Re: [RFC PATCH v4 5/7] KVM: x86: add vCPU scoped toggling for disabled exits

Sean Christopherson <seanjc@xxxxxxxxxx> · Wed, 20 Jul 2022 19:30:25 +0000

On Wed, Jul 20, 2022, Kechen Lu wrote:
> > > @@ -6036,14 +6045,17 @@ int kvm_vm_ioctl_enable_cap(struct kvm kvm,
> > >                       break;
> > >
> > >               mutex_lock(&kvm->lock);
> > > -             if (kvm->created_vcpus)
> > > -                     goto disable_exits_unlock;
> > > +             if (kvm->created_vcpus) {
> > 
> > I retract my comment about using a request, I got ahead of myself.
> > 
> > Don't update vCPUs, the whole point of adding the !kvm->created_vcpus
> > check was to avoid having to update vCPUs when the per-VM behavior
> > changed.
> > 
> > In other words, keep the restriction and drop the request.
> > 
> 
> I see. If we keep the restriction here and not updating vCPUs when
> kvm->created_vcpus is true, the per-VM and per-vCPU assumption would be
> different here? Not sure if I understand right:
> For per-VM, we assume the per-VM cap enabling is only before vcpus creation.
> For per-vCPU cap enabling, we are able to toggle the disabled exits runtime.

Yep.  The main reason being that there's no use case for changing per-VM settings
after vCPUs are created.  I.e. we could lift the restriction in the future if a
use case pops up, but until then, keep things simple.

> If I understand correctly, this also makes sense though.

Paging this all back in...

There are two (sane) options for defining KVM's ABI:

  1) KVM combines the per-VM and per-vCPU settings
  2) The per-vCPU settings override the per-VM settings

This series implements (2).

For (1), KVM would need to recheck the per-VM state during the per-vCPU update,
e.g. instead of simply modifying the per-vCPU flags, the vCPU-scoped handler
for KVM_CAP_X86_DISABLE_EXITS would need to merge the incoming settings with the
existing kvm->arch.xxx_in_guest flags.

I like (2) because it's simpler to implement and document (merging state is always
messy) and is more flexible.  E.g. with (1), the only way to have per-vCPU settings
is for userspace to NOT set the per-VM disables and then set disables on a per-vCPU
basis.  Whereas with (2), userspace can set (or not) the per-VM disables and then
override as needed.

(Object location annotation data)
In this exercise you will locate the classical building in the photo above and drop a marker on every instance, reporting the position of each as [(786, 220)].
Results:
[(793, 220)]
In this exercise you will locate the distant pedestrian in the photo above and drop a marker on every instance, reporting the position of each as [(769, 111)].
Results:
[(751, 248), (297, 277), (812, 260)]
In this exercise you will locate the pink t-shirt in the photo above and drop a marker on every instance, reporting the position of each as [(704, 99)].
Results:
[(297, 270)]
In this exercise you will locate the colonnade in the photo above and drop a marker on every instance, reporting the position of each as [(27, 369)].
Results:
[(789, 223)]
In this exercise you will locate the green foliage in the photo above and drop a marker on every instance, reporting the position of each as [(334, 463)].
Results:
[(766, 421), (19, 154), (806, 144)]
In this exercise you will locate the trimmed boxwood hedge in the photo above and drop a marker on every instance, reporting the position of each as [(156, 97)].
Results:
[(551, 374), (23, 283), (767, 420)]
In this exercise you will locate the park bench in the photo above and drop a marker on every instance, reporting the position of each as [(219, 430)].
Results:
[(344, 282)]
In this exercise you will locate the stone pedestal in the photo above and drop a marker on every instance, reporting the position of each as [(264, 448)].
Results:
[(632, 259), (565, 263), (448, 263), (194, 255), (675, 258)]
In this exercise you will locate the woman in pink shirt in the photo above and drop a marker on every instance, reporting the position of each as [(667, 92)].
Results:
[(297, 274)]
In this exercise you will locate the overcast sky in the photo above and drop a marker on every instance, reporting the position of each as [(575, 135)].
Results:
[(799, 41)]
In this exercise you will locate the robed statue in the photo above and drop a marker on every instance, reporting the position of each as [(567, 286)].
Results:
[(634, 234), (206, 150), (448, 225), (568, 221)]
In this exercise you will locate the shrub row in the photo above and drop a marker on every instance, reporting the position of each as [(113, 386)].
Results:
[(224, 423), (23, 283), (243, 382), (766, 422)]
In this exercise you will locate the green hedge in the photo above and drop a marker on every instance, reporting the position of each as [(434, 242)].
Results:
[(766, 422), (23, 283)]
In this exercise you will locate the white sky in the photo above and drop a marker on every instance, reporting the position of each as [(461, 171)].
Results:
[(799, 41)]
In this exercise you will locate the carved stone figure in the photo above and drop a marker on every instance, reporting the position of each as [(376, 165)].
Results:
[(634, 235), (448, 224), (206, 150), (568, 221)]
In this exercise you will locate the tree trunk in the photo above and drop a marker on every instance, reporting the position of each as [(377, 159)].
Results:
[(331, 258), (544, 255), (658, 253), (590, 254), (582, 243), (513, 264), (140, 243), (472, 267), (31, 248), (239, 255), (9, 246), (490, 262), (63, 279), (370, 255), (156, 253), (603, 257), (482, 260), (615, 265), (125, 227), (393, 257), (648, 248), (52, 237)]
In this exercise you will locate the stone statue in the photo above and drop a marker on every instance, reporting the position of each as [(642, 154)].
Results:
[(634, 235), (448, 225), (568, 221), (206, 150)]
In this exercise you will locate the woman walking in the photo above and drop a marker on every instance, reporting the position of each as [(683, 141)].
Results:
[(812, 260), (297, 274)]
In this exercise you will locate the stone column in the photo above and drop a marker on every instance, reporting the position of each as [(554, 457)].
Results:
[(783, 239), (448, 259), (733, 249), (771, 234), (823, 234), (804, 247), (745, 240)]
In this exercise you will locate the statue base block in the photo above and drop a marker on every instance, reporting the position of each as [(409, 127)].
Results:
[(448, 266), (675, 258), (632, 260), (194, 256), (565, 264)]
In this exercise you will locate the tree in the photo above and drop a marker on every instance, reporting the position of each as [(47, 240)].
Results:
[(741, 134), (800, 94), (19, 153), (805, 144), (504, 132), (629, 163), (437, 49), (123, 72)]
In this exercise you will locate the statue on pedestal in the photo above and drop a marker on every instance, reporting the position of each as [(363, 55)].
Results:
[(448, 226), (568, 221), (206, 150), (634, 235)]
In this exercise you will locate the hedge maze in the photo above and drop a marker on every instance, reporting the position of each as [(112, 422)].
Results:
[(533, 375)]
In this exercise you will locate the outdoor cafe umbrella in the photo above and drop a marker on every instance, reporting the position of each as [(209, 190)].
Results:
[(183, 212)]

Stated exercise |
Duplicate the passage of the mailing list reply starting with "Paging this all" and going on through "series implements (2).". Work from the mailing list reply alone.

Solution for this task |
Paging this all back in...

There are two (sane) options for defining KVM's ABI:

  1) KVM combines the per-VM and per-vCPU settings
  2) The per-vCPU settings override the per-VM settings

This series implements (2).